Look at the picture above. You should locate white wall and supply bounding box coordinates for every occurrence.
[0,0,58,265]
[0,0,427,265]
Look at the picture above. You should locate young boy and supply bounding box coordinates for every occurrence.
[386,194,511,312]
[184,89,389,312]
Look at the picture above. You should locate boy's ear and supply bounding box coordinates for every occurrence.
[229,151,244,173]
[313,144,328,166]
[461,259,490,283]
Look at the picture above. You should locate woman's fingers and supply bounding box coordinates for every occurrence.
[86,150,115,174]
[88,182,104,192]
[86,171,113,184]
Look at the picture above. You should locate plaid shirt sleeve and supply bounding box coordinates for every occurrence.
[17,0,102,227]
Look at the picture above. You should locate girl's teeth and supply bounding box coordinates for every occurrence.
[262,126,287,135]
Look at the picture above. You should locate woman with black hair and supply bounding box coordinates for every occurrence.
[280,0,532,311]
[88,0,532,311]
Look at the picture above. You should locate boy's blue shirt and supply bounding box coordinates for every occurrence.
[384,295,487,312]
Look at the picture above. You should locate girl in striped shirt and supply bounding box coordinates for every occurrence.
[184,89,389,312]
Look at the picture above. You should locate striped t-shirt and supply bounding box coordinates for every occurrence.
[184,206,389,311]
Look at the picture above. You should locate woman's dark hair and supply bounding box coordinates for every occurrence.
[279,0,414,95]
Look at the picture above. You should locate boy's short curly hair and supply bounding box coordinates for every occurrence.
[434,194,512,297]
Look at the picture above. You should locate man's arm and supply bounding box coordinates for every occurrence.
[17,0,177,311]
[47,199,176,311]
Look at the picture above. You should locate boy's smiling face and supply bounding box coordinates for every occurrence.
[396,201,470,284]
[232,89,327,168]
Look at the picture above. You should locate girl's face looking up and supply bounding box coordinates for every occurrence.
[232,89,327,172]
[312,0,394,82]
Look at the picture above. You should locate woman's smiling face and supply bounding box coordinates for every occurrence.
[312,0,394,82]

..........

Find each line above that contains the word "smiling" and copy those lines.

Look at the picture above. You should locate boy's smiling face and supply bounding box coordinates for every occurrence.
Look at the picture above. You should locate woman's smiling face and supply bounding box coordinates for every occurrence.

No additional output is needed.